> Text block:
★ ★ ★ ★ ★

Over and over, as they came back into balance, they spontaneously remarked how easy it is to kid around with others, how much more fun flirting is, how much more confident they feel, how they can smile at strangers, and so on.
As social anxiety is associated with low dopamine, and dopamine drops after orgasm...there could be a major cause of social anxiety right on our computer screens. Just sayin'....
In other words, coitus starts; people are feeling good; the moment comes; the moment goes; cake is consumed; and a slow sensational drop to the floor ensues. So yes, a dopamine drop does occur, but it's a drop from an elevated level.
I don't think men develop SAD right after we empty the tankers.
The pressure is put on the husband and wife to perform in the work place(s) so that by the time they get home, another "performace" is the last thing on their minds. My middle son who is a manager and his wife who is also a manager take three day vacations just to catch up on sleep every few weeks.
If you own your own business forget it the hours and stress and anexity are even stronger and longer. Making the time for kissing and a hugging even less. I know I had my own printing business plus a full time job and my wife had her own gift basket business plus a full time job. We passed each other in the hall or driveway, for years.
It's a sport taken up by women far more than men. Come on ladies, the men shared their stories.

★ ★ ★ ★ ★

> Dataset excerpts:
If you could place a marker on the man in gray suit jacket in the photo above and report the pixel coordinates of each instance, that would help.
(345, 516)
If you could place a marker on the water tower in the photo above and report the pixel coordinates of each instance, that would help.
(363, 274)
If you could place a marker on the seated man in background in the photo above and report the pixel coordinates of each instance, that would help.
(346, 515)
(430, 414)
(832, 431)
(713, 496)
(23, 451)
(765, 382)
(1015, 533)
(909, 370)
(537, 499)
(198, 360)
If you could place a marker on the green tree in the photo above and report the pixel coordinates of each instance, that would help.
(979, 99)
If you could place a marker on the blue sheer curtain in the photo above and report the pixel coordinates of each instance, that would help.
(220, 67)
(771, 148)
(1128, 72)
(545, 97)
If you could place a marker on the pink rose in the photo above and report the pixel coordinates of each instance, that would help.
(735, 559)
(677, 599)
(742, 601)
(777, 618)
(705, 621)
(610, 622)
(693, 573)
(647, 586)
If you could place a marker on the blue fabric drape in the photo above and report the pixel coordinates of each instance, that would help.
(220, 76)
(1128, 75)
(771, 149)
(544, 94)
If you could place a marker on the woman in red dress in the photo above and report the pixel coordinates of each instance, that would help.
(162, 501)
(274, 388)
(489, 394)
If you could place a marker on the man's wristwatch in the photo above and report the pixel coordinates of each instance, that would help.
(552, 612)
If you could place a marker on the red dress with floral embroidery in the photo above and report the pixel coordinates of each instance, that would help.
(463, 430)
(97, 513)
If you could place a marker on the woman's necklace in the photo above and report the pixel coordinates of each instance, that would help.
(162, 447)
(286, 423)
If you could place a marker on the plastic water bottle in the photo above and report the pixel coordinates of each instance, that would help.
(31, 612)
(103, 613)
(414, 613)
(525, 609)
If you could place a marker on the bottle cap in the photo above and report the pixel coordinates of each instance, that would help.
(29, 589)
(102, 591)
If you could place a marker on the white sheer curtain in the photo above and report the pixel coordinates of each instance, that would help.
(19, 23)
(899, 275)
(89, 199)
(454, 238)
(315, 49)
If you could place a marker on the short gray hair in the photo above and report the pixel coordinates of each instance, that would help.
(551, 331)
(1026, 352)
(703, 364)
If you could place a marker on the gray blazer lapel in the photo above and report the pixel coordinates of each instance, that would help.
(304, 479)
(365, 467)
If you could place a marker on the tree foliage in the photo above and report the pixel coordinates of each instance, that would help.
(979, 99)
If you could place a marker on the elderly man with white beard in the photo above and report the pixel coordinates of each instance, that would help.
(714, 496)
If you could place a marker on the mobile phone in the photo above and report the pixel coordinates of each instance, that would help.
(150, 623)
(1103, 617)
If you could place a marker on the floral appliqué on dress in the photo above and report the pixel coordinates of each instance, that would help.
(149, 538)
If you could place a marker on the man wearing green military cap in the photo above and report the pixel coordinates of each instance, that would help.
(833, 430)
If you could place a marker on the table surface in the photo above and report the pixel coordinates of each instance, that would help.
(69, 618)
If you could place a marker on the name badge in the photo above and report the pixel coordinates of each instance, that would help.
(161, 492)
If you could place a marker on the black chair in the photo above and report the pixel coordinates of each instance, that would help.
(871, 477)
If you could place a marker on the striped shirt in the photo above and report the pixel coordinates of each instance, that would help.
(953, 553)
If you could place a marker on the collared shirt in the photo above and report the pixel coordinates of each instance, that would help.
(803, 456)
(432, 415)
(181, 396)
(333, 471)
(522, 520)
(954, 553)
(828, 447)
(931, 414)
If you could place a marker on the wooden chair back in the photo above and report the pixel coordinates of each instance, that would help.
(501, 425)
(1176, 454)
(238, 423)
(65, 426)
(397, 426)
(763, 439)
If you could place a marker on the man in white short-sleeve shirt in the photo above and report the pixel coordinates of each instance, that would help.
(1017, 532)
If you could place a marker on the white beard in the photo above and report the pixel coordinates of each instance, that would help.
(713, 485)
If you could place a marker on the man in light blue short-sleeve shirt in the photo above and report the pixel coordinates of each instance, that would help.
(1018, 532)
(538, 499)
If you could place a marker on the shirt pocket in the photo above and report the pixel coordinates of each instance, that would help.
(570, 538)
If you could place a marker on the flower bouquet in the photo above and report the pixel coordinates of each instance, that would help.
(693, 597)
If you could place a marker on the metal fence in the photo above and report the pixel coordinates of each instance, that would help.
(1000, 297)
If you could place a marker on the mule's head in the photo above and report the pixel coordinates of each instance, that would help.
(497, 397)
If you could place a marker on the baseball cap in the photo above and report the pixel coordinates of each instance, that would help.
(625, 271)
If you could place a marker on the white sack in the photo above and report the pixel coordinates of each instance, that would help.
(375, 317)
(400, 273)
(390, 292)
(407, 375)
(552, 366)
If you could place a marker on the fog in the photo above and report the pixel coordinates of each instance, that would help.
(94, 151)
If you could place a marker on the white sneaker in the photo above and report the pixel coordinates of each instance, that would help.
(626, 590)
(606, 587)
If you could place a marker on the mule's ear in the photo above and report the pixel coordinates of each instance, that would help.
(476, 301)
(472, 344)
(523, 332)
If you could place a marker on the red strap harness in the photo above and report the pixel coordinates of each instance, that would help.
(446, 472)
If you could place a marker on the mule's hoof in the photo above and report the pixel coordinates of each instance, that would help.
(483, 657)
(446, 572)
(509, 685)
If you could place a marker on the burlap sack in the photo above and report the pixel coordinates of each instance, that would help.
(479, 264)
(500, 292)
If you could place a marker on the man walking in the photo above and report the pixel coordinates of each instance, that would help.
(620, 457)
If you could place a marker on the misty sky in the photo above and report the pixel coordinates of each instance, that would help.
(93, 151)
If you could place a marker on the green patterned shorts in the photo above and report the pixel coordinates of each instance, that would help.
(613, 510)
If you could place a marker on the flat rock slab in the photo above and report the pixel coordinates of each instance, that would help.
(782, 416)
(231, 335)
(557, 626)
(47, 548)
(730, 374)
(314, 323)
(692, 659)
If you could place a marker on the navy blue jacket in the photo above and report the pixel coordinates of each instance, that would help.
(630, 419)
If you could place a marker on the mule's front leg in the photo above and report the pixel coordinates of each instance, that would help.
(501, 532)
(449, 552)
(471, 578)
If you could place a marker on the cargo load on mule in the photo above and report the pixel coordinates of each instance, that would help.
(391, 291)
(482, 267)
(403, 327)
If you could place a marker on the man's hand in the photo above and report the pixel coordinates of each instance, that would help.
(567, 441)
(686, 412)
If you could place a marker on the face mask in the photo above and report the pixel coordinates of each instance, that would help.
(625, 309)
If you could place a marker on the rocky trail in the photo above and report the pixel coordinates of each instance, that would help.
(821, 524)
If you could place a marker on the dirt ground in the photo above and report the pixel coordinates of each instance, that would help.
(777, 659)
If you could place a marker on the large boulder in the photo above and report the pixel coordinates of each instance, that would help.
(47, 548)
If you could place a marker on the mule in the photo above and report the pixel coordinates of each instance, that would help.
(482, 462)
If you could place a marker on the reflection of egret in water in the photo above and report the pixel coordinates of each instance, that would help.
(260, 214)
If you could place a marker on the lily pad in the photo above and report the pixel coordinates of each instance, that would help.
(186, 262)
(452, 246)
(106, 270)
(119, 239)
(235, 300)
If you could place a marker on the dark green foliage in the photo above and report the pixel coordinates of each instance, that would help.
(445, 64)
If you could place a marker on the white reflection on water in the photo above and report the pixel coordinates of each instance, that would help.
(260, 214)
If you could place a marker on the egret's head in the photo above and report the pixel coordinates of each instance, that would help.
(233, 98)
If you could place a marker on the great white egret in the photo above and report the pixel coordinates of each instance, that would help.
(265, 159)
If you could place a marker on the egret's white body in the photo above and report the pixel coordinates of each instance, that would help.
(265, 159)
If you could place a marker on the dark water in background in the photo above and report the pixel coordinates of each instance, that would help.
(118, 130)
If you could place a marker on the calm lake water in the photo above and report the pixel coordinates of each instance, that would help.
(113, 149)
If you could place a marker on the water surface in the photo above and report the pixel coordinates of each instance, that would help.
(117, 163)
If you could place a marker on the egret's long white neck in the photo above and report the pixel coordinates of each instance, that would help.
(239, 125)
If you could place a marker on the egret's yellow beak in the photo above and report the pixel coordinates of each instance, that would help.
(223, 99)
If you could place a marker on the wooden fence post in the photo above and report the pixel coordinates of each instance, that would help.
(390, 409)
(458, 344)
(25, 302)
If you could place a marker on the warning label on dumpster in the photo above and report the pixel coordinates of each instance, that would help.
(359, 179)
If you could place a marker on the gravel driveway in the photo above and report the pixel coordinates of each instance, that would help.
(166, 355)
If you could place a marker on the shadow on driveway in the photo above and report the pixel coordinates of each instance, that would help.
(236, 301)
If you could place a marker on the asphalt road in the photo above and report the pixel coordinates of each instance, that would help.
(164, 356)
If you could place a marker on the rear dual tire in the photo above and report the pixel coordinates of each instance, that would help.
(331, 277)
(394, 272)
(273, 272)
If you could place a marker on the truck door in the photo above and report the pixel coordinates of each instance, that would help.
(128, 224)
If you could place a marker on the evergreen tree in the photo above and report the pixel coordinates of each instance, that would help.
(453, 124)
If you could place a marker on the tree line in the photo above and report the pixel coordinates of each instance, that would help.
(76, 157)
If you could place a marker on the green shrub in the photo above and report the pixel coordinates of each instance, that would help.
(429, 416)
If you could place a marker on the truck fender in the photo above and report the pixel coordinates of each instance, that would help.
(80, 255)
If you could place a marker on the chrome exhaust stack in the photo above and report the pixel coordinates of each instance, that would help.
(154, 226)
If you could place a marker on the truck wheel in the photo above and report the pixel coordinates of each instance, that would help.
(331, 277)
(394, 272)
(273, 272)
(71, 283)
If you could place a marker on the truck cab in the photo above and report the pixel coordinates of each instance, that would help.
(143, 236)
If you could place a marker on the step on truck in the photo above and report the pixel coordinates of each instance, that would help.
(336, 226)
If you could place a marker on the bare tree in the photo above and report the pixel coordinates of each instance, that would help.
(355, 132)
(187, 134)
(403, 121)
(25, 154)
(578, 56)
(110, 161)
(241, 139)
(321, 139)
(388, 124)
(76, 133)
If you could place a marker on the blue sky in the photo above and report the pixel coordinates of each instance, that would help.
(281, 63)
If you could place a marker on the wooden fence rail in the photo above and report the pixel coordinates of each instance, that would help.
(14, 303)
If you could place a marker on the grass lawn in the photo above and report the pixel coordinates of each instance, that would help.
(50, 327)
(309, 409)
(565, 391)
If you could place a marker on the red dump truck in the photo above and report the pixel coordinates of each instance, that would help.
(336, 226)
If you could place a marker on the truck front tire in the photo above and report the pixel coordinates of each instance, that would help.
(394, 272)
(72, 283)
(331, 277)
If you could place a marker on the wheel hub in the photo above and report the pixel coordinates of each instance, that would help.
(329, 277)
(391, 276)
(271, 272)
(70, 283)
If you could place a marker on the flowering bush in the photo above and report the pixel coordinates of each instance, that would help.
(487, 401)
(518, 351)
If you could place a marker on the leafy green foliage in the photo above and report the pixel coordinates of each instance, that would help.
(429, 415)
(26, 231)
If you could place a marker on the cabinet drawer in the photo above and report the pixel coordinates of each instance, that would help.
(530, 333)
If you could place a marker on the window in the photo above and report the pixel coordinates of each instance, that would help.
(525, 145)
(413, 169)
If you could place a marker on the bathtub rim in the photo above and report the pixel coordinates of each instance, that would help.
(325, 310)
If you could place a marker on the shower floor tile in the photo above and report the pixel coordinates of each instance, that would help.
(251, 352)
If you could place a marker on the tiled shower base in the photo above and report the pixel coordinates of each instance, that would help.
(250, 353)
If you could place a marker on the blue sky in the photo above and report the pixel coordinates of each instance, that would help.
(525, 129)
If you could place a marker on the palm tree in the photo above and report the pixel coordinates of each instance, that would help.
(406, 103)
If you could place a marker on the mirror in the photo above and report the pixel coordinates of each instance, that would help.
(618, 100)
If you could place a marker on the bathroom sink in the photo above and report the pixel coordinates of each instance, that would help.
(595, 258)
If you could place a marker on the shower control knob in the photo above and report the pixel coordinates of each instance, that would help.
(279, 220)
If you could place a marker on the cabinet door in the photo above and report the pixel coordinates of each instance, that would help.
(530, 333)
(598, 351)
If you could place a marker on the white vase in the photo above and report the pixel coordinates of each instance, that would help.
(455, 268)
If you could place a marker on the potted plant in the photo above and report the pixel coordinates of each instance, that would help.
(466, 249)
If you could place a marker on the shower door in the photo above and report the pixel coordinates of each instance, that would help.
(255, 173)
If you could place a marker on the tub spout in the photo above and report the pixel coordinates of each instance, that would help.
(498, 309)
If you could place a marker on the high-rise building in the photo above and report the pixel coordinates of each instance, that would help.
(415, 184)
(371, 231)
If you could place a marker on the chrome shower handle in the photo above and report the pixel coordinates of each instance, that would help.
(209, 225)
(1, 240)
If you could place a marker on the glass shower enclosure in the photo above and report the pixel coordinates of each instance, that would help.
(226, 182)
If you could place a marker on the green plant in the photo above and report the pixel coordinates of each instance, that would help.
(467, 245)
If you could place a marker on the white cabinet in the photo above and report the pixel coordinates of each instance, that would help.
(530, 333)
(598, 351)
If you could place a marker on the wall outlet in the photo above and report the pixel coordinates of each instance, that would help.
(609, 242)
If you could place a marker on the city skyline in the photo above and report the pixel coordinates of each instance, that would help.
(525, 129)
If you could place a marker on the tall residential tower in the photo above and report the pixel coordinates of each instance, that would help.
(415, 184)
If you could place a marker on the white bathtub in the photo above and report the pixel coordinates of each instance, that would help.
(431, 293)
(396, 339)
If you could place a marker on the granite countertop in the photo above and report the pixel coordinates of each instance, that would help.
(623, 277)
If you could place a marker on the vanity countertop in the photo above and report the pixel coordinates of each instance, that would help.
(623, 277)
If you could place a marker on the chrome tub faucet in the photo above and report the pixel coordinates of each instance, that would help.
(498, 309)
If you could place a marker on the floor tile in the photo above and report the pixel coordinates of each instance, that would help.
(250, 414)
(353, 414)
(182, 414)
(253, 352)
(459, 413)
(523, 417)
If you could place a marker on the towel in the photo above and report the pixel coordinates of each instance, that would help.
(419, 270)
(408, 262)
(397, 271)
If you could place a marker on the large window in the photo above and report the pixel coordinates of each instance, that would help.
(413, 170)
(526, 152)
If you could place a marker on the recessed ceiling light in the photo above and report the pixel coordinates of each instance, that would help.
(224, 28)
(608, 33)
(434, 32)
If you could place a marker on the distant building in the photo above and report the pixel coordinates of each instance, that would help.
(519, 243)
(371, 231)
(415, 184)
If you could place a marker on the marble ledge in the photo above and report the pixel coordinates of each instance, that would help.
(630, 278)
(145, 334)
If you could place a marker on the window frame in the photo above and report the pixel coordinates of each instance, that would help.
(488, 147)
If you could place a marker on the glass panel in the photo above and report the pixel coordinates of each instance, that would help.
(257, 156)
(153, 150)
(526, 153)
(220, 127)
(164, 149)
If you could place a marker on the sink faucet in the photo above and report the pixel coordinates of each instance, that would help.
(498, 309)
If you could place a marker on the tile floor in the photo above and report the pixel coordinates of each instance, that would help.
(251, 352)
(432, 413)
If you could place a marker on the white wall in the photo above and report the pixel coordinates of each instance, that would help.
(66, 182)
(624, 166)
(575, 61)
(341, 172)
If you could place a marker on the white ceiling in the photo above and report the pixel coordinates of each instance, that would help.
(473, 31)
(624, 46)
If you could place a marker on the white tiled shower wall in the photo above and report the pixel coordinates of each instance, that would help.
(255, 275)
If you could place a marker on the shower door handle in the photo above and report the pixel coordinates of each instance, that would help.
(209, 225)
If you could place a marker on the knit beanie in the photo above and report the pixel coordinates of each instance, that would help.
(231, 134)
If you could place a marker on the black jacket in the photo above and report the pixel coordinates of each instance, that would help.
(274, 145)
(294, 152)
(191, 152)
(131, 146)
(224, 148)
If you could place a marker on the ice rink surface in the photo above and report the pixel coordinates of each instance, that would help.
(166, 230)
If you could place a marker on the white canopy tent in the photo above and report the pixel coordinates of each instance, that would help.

★ ★ ★ ★ ★

> Exercise set:
A – In the passage about dopamine and social anxiety, what kind of business did the wife of the printing-business owner run?
B – Continue the passage about dopamine and social anxiety, starting after its last sentence.

> Answers for the tasks:
A – She ran her own gift basket business, in addition to a full-time job.

B –
What we've wound up with are plenty of sexual images and sexual activity going on, and plenty of emotionally unsatisfied people of both sexes and all orientations. We've erased from our racial memory the seeking out of suitable partners and substituted quantity for quality. Just another aspect of an advanced consumer society still operating from an infantile state of need.
It may be that if we don't want to be manipulated by this situation, we need to learn more about the subconscious bonding cues that keep bonds deeply satisfying. "Sure Ways to Stay in Love": http://www.huffingtonpost.com/marnia-robinson/sure-ways-to-stay-in-love_b_282615.html And even learn to make love in a way that promotes balance: "Another Way to Make Love" http://www.huffingtonpost.com/marnia-robinson/another-way-to-make-love_b_272759.html
Some of us prefer to embrace our biological drives in lieu of some imagined need for social fulfillment.
Pleasure is and has always been the primary motivator for sexual stimulation. Pretending that we're "victims" of some societal plot to disintegrate a quixotic philosophy does nothing to avert the concept's inevitable residency in the desert of unfulfillment.
So women have the triple wammy of having to navigate menopause and maintain desire, a tougher self-image when it comes to their body aging and possibly a hard-coded loss of sexual interest in their partner sexually over time.
Overall, I think its a factor in men's wandering attention as they reach middle age. Not saying its right but...
Allowing yourself the constant selfish needs builds up an contempt in you mind for the act it's self which you have to deal with for a long time.
I was an addict and when you act like a wild animal out of control seeking that rush you need a reality check bad !!!!
I'm addicted to air! Someone help!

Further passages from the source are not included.